> [Goal of the exercise]:
Transcribe the records from the line containing "of the distant" onward, up to and including the final line, exactly and without anything else.

(Dataset items)

>>>

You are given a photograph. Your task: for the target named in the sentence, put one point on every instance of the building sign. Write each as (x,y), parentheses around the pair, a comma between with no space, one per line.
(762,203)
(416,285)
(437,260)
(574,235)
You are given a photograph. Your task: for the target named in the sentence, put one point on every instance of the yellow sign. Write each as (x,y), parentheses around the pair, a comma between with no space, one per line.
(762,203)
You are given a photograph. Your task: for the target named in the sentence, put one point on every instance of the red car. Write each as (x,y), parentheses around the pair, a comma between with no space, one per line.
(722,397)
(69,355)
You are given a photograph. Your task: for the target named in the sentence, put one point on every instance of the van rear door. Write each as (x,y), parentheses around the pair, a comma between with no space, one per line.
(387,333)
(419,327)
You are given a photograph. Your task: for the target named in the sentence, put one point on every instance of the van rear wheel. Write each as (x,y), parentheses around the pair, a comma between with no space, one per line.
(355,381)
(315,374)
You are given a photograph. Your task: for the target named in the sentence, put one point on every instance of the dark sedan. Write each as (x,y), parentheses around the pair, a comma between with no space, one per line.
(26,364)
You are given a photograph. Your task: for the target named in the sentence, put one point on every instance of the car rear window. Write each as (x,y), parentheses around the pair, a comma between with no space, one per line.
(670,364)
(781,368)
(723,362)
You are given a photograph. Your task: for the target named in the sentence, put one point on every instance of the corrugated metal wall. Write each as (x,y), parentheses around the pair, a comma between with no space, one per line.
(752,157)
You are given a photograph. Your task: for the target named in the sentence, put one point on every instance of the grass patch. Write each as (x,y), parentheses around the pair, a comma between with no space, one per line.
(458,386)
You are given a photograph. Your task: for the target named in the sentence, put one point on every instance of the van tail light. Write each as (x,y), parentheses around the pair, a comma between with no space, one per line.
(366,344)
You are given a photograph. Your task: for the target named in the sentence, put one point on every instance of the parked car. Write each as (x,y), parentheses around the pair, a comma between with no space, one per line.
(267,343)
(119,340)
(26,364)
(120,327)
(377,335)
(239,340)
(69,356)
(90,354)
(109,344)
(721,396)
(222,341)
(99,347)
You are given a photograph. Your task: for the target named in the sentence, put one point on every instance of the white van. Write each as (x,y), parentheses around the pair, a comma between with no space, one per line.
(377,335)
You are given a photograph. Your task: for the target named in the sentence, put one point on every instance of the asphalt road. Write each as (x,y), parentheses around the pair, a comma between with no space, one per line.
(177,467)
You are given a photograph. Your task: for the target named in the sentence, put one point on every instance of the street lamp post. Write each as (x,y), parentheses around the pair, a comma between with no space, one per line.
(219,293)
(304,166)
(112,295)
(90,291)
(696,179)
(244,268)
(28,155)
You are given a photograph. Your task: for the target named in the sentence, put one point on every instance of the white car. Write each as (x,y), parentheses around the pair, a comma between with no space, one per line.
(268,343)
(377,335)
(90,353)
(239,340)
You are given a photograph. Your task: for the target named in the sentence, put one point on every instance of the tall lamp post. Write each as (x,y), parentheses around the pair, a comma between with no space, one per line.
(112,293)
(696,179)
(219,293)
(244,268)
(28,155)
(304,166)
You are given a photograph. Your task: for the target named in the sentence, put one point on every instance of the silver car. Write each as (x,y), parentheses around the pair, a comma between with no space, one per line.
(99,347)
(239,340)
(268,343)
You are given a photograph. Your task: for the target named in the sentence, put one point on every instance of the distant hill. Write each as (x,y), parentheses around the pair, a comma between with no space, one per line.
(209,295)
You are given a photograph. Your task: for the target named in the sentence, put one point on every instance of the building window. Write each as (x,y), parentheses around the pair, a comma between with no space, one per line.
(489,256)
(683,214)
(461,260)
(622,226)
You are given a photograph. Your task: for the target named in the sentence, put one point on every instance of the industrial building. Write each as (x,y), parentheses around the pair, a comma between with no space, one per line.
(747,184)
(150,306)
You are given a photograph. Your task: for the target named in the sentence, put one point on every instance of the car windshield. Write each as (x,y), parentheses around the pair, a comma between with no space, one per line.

<<<

> [Output for this task]:
You are given a photograph. Your task: for the target named in the sentence, put one point on every instance of the distant hill. Write each as (x,y), parentheses around the pair, a comma between with no space, one per line.
(209,295)
You are given a photograph. Your task: for the target named in the sentence, put one point on every instance of the building window. Write each as (x,y), parentheses around the pair, a comma between with no space, one per line.
(489,256)
(683,214)
(461,260)
(622,226)
You are given a photograph. Your task: for the target named in the sentence, put one point on every instance of the industrial building. Write each as (x,y), parentheses around the pair, a comma between with no space, one per line.
(747,184)
(150,306)
You are given a photograph. Your task: for the target named in the sentence, put one point on every instance of the car windshield. Write each as (x,y), parentheses around the pair, a comma between with no space, one per line.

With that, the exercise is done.